**Entries provided:**
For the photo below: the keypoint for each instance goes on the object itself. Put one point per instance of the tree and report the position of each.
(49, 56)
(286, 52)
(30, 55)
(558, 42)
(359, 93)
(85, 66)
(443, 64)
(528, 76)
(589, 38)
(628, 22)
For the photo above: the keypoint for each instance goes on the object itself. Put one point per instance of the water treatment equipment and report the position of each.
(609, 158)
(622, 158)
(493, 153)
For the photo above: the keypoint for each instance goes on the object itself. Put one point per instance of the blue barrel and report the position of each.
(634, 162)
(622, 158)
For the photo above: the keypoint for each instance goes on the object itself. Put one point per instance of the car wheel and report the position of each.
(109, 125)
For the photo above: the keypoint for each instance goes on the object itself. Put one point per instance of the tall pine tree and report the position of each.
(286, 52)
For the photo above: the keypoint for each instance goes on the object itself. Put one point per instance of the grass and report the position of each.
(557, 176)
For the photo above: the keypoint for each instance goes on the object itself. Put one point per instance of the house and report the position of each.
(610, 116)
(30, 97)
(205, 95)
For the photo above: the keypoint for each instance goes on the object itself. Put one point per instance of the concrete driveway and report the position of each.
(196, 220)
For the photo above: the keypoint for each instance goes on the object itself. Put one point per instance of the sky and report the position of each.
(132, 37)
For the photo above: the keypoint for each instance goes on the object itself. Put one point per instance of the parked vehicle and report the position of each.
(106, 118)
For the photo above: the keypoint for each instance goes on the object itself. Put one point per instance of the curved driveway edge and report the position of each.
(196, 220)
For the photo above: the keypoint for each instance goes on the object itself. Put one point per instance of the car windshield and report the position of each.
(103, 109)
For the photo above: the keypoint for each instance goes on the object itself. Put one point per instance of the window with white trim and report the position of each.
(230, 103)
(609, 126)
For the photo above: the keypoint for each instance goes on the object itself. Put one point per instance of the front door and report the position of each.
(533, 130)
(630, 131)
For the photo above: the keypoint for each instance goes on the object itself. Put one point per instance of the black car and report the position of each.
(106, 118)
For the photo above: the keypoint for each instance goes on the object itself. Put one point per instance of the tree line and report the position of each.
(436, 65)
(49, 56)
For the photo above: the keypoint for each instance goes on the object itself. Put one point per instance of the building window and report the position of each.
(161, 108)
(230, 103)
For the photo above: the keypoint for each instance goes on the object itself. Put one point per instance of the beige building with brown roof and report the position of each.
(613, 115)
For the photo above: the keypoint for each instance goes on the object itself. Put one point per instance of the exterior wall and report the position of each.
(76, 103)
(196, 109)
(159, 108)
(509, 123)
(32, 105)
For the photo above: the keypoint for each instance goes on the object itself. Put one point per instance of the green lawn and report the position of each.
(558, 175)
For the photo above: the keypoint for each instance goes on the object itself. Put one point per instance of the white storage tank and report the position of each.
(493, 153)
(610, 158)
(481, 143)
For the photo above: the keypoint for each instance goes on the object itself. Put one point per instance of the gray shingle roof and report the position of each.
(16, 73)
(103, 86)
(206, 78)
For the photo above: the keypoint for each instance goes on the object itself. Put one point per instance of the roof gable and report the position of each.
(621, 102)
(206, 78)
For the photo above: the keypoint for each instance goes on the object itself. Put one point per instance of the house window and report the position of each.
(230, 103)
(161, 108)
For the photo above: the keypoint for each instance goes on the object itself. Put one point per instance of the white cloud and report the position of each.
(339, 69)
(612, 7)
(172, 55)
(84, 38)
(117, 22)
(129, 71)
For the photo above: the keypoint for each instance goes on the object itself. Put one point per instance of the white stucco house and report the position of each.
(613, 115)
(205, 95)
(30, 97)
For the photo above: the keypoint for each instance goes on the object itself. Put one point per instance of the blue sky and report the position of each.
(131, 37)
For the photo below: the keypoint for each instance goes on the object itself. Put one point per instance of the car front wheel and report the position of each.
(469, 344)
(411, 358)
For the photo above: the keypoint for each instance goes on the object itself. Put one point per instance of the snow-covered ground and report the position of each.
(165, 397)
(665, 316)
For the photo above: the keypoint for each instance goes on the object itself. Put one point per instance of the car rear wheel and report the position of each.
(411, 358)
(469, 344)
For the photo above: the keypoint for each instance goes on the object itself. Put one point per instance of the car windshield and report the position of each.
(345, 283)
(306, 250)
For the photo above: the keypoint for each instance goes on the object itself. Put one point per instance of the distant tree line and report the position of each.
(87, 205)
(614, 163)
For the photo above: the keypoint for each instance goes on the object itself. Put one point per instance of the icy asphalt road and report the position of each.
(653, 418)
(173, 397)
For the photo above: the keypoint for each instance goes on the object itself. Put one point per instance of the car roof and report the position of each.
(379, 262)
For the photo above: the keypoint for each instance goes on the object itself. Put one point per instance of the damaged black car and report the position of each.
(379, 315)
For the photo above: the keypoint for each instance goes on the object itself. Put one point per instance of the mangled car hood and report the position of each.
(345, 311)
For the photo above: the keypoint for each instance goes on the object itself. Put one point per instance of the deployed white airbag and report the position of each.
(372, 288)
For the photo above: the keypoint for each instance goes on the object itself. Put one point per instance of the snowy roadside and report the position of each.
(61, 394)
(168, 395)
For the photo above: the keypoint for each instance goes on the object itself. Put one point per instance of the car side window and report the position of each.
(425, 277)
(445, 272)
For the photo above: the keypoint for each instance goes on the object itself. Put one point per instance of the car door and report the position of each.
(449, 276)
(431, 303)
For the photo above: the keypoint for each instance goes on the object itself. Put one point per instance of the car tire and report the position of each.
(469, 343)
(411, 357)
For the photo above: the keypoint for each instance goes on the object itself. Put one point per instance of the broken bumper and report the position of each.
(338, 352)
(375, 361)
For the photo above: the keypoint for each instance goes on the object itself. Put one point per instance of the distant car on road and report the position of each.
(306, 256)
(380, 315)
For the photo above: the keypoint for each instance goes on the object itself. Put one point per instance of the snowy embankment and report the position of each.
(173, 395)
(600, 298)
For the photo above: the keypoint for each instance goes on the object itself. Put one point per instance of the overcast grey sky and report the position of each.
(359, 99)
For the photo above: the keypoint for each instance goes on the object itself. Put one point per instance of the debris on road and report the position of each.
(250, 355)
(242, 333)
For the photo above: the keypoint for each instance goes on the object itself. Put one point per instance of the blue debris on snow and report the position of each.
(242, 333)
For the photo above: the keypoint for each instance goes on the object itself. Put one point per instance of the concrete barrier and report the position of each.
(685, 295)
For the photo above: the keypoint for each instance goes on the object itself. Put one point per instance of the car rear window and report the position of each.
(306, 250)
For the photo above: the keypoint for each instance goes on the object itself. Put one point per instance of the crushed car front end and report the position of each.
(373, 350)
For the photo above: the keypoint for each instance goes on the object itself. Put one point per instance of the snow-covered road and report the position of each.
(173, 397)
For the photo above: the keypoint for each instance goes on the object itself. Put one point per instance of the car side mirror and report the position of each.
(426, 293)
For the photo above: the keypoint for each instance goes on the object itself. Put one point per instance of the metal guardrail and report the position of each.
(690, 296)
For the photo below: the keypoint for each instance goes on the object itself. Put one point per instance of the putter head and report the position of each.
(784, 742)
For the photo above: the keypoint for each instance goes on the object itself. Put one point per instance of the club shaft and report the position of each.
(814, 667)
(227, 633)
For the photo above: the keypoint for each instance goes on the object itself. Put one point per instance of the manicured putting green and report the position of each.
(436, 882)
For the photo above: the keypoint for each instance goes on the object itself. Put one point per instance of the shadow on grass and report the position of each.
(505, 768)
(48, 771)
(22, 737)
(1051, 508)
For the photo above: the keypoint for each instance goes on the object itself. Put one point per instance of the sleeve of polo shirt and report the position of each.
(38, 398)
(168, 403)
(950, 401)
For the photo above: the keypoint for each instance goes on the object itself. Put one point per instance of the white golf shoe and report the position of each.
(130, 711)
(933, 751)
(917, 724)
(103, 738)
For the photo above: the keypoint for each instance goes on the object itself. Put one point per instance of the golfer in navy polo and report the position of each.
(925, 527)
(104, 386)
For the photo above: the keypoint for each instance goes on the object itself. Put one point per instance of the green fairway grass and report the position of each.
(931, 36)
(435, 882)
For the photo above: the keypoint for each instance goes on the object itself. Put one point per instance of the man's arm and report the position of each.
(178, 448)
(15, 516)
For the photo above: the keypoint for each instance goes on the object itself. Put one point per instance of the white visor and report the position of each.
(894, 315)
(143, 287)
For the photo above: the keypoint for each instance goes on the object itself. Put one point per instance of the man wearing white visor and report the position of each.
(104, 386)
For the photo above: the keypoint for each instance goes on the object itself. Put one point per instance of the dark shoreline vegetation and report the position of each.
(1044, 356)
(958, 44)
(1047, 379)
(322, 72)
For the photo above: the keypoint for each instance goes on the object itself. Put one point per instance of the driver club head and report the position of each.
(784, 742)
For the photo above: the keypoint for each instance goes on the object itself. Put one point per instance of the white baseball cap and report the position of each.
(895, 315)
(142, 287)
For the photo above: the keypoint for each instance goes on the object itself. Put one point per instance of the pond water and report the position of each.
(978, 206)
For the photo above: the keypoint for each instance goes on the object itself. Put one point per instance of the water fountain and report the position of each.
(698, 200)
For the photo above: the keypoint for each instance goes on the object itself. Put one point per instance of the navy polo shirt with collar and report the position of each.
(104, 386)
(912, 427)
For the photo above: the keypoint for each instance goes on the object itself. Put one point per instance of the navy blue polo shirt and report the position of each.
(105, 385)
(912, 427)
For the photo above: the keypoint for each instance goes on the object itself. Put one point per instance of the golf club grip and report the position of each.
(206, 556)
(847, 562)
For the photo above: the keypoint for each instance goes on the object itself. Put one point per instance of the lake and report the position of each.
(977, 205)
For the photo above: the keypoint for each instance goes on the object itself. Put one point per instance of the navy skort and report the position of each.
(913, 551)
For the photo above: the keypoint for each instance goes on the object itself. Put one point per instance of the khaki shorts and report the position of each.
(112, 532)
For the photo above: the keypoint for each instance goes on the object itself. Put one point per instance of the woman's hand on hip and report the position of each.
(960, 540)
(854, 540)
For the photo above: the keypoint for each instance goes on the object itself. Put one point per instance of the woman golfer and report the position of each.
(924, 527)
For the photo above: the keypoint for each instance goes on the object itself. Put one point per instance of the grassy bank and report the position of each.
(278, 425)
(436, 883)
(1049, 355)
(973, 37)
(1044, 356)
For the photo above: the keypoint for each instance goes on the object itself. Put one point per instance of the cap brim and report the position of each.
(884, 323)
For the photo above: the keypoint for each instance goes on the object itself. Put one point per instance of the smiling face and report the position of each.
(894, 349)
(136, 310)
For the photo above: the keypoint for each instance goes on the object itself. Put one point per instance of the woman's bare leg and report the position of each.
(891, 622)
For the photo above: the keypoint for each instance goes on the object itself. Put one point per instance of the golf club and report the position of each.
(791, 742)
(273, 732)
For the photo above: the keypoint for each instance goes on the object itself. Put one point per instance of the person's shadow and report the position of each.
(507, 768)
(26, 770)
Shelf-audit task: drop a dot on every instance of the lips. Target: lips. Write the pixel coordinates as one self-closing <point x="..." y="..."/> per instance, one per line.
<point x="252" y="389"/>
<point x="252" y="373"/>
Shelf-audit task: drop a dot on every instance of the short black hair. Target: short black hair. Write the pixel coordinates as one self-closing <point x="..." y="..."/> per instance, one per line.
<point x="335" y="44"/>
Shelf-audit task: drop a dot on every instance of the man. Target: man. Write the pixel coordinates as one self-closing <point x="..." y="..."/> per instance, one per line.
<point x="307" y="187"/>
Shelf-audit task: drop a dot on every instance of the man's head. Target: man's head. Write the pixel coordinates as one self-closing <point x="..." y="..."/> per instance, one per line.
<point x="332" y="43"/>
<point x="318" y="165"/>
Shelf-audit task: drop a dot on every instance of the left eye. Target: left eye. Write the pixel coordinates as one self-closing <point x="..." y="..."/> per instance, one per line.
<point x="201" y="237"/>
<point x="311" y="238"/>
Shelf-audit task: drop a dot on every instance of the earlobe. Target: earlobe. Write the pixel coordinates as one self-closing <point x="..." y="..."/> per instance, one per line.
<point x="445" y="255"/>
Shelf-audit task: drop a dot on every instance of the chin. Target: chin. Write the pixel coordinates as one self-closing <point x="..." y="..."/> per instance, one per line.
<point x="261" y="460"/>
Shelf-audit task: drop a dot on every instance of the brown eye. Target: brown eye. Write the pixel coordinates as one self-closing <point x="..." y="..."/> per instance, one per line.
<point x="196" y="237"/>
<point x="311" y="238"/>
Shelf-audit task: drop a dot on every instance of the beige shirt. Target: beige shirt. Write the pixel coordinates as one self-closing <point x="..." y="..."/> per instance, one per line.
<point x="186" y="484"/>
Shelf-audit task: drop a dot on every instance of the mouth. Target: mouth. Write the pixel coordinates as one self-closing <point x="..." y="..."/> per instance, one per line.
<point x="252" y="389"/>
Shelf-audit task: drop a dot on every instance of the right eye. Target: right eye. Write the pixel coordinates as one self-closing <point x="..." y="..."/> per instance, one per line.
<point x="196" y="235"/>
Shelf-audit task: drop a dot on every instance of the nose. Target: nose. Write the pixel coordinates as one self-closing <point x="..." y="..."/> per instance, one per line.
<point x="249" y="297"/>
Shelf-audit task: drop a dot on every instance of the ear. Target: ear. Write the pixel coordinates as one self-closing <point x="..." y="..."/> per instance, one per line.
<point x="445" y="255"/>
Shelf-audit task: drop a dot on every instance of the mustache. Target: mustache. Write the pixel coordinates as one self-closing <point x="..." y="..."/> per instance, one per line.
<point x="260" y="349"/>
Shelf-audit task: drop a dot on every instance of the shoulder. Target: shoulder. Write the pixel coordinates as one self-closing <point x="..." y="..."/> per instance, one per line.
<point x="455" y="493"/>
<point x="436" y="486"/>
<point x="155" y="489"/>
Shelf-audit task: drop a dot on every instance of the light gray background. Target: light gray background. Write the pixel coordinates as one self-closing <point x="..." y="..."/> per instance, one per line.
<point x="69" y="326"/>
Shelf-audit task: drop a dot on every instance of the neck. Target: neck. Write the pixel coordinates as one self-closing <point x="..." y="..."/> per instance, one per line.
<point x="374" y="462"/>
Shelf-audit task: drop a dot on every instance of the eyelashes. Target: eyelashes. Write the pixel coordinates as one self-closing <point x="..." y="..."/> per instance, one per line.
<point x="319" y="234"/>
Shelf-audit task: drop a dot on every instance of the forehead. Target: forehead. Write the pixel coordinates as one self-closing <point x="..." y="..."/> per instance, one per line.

**Problem statement:**
Exactly and exclusively, repeat the lines from the line that contains "Shelf-audit task: drop a dot on every instance of the light" through the end of the records, both ends included.

**Result below:**
Shelf-audit task: drop a dot on every instance of the light gray background. Target: light gray background. Write the pixel coordinates as one self-closing <point x="..." y="..."/> per instance, one per line.
<point x="69" y="326"/>
Shelf-audit task: drop a dot on every instance of the neck. Target: neck. Write the pixel coordinates as one self-closing <point x="..." y="..."/> per instance, one per line.
<point x="374" y="462"/>
Shelf-audit task: drop a dot on every instance of the eyelashes. Target: eyelashes. Write the pixel coordinates as one self-closing <point x="..." y="..."/> per instance, one per line.
<point x="319" y="234"/>
Shelf-audit task: drop a dot on every instance of the forehead. Target: forehead. Write the pixel coordinates as one self-closing <point x="..." y="..."/> per instance, one per line.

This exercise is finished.